* START Quoted text *

# Making green soap



## cris01us (Oct 22, 2016)

So I am totally lost on how to go about making soap that is green.  I wanted to go the natural route and not use dyes or micas so I was thinking of using either alfalfa, kale, chlorophyll, or kelp powder.  But how in the world do I go about this, how do I know how much to use and when?  

For instance (Alfalfa): use it in powder form and add at trace? How much for 3lb batch?

Kale:  Use the juice or the ground up bits (from after juicing)?  If I use kale juice wouldn't that affect my water:lye ratio?  How the heck do I calculate that?  If I use the ground up bits and add them at trace will that work?

Chlorophyll: in liquid form I have no idea? Will it affect water:lye ratio? In powder form just add it at trace?

I think with kelp powder I have read to just sprinkle that in at trace but how in the world do I figure out how much to use?

HELP!!!!  I really want to make a green soap and I think figuring this out will open up the door to other natural colors (carrot juice, turmeric, etc.)

* END Quoted text *

=== What the task asks ===
Rewrite the part of the green soap post that opens with the words containing "## cris01us (Oct" and closes with "use and when?", putting "spirulina powder" wherever "kelp powder" appears.

* START Provided records *

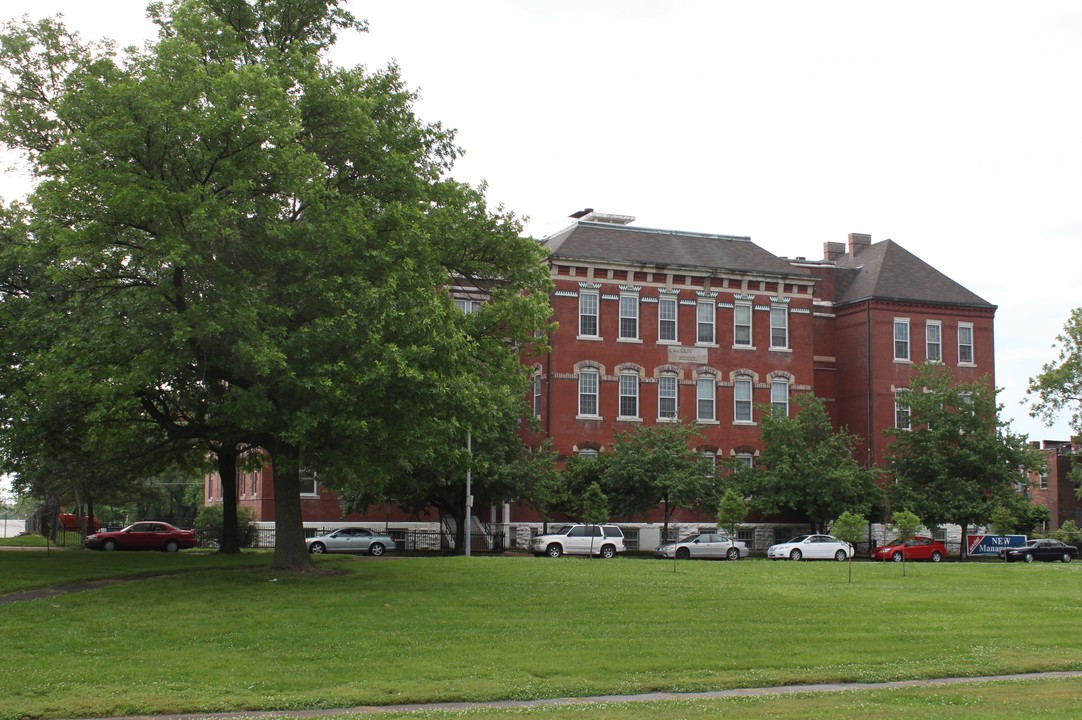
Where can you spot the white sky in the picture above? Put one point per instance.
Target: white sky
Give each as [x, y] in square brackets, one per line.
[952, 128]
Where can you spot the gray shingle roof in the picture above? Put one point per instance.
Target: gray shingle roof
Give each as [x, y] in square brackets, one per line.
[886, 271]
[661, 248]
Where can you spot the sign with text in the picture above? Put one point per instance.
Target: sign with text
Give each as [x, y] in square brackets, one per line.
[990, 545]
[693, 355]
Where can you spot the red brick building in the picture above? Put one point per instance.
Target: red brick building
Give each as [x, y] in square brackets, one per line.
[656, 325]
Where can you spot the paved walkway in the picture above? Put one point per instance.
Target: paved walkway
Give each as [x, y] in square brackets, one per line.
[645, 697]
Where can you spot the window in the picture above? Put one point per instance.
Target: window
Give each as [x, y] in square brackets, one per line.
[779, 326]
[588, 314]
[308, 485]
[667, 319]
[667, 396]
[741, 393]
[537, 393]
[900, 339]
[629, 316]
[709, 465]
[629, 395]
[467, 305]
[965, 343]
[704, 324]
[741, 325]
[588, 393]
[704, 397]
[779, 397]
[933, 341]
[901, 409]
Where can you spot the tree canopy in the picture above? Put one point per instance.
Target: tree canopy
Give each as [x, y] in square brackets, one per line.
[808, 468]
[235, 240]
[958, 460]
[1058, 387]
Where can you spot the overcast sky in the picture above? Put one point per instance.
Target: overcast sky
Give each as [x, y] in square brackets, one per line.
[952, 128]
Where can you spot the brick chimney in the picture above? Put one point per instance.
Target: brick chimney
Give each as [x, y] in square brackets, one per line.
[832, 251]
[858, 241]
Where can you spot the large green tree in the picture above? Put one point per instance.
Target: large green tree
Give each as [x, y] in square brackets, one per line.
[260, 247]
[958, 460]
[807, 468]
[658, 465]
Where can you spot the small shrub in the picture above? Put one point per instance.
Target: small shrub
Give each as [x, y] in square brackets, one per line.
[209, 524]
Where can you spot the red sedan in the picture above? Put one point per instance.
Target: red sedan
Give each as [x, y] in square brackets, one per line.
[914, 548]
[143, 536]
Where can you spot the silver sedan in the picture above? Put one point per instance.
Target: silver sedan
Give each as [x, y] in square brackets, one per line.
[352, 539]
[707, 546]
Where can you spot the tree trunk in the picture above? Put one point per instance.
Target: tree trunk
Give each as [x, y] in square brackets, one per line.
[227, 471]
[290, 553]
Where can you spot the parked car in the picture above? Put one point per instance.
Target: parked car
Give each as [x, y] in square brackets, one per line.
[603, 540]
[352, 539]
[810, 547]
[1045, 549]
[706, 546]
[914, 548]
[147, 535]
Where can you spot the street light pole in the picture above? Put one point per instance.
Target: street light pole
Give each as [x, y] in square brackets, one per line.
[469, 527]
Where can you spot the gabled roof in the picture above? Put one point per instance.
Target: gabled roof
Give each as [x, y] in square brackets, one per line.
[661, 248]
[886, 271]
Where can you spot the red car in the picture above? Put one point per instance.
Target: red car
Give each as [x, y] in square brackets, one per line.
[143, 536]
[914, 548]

* END Provided records *
* START Provided records *

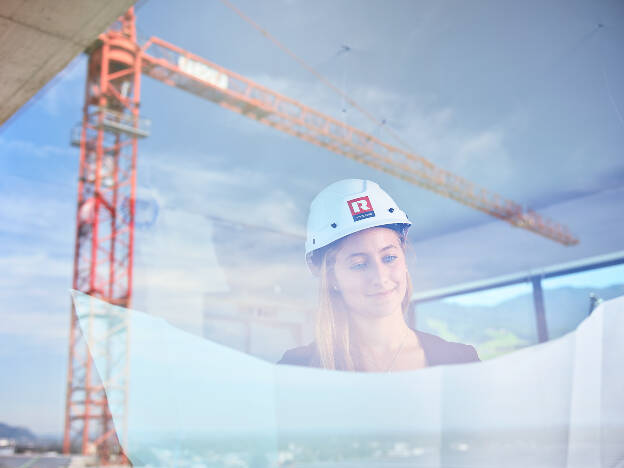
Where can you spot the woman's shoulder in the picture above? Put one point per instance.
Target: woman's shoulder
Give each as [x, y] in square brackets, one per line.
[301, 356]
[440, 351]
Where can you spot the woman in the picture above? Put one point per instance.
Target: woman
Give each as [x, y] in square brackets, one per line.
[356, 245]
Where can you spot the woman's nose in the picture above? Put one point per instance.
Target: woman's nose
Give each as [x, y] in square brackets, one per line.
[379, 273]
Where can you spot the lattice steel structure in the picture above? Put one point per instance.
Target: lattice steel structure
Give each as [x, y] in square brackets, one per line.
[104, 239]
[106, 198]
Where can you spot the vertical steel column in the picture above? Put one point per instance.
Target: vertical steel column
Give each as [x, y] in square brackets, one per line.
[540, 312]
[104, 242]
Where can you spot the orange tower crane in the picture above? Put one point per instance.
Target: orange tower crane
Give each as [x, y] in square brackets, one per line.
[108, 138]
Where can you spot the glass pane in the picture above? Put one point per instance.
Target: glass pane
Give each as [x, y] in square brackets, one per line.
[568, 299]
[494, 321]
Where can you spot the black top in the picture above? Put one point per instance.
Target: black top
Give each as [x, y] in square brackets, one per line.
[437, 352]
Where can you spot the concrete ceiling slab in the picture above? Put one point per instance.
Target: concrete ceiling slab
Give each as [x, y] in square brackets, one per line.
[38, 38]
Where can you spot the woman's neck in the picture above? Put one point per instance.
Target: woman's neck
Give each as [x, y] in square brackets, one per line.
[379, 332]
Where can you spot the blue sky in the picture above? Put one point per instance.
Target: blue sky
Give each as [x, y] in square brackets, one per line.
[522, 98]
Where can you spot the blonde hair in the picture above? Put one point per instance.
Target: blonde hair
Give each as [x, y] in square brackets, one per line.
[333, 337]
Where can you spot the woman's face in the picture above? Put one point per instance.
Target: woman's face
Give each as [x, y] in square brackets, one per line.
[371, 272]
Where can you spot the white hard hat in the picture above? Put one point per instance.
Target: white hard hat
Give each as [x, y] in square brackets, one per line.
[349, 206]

* END Provided records *

=== Solution for this task ===
## cris01us (Oct 22, 2016)

So I am totally lost on how to go about making soap that is green.  I wanted to go the natural route and not use dyes or micas so I was thinking of using either alfalfa, kale, chlorophyll, or spirulina powder.  But how in the world do I go about this, how do I know how much to use and when?